WHAT YOU WILL DO :: Find each line below containing the word "white" and copy it.

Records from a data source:
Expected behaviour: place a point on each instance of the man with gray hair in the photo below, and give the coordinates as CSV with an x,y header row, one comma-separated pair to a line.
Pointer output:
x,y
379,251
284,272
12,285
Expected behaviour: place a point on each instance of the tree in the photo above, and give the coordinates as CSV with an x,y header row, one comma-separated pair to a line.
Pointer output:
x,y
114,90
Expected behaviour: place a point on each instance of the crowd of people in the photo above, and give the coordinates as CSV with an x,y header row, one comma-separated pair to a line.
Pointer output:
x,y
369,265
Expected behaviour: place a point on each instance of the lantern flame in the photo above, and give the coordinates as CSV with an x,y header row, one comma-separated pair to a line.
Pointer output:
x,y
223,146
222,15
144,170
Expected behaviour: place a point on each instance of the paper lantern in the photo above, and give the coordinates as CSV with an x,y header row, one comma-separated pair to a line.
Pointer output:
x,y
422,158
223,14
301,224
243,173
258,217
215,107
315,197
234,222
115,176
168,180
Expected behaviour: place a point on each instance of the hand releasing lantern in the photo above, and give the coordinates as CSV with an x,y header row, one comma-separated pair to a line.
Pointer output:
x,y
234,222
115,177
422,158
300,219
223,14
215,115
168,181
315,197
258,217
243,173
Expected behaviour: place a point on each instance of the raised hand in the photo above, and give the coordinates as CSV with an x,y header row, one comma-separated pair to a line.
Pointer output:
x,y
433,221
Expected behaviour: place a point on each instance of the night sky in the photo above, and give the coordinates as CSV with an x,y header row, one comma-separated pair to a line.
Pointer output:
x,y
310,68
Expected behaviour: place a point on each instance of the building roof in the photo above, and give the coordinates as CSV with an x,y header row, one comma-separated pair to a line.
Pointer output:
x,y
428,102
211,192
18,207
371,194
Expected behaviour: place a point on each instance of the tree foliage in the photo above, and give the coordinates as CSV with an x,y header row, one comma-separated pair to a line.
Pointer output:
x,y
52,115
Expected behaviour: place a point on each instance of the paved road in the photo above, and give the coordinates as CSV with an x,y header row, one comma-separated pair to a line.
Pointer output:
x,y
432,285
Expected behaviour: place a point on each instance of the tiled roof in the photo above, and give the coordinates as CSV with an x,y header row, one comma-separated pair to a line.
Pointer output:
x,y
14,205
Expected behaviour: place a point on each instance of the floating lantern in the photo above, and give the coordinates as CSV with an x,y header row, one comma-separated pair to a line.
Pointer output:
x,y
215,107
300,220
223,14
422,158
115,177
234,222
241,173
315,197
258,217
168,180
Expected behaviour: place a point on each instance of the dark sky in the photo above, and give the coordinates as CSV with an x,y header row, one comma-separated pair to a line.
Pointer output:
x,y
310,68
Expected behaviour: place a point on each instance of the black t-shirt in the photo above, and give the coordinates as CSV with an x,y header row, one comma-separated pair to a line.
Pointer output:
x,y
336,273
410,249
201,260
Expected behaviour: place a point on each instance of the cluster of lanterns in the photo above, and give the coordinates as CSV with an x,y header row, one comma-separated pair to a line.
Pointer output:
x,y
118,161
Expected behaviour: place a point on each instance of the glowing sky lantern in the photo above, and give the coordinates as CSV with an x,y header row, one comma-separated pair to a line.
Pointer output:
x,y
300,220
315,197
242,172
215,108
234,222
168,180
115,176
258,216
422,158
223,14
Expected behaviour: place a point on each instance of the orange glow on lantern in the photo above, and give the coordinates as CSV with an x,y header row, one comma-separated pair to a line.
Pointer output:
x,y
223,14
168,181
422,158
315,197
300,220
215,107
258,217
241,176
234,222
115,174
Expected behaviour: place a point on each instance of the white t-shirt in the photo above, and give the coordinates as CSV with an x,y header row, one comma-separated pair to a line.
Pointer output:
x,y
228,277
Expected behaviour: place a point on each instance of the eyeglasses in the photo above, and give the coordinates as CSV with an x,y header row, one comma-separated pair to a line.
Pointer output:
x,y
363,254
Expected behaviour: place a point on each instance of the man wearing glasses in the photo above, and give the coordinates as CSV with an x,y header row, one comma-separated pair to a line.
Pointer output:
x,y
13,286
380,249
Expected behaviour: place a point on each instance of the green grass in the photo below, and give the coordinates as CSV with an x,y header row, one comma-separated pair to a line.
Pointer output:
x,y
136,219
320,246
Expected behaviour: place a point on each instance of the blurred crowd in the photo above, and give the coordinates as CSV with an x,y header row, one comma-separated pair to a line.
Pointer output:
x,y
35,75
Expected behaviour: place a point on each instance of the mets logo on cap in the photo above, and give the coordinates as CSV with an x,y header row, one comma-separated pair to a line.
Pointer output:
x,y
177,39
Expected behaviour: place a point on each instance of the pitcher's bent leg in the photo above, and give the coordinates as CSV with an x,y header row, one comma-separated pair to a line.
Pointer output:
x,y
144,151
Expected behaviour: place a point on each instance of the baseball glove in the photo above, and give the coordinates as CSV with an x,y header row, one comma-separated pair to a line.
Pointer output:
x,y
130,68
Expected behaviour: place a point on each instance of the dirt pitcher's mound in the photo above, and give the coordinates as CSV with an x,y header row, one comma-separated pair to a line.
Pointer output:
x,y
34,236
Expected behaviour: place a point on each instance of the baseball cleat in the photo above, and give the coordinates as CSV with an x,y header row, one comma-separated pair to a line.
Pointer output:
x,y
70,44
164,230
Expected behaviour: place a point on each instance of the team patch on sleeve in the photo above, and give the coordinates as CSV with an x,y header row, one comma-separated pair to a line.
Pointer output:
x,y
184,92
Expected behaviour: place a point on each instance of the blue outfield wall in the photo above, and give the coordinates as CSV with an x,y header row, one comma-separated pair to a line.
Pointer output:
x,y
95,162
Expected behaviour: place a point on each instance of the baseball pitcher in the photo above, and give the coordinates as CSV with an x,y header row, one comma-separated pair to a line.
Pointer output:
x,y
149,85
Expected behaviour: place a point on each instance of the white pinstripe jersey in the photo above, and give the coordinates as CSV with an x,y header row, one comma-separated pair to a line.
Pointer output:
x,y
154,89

ANSWER FOR THE TASK ::
Expected behaviour: place a point on each instance of the white t-shirt in the photo above, and give the coordinates as CSV with an x,y header row, one comma-separated pair to a line.
Expected behaviour: place a point on each instance of the white pinstripe jersey in the photo above, and give the coordinates as CSV with an x,y header row, one comma-separated pair to a line.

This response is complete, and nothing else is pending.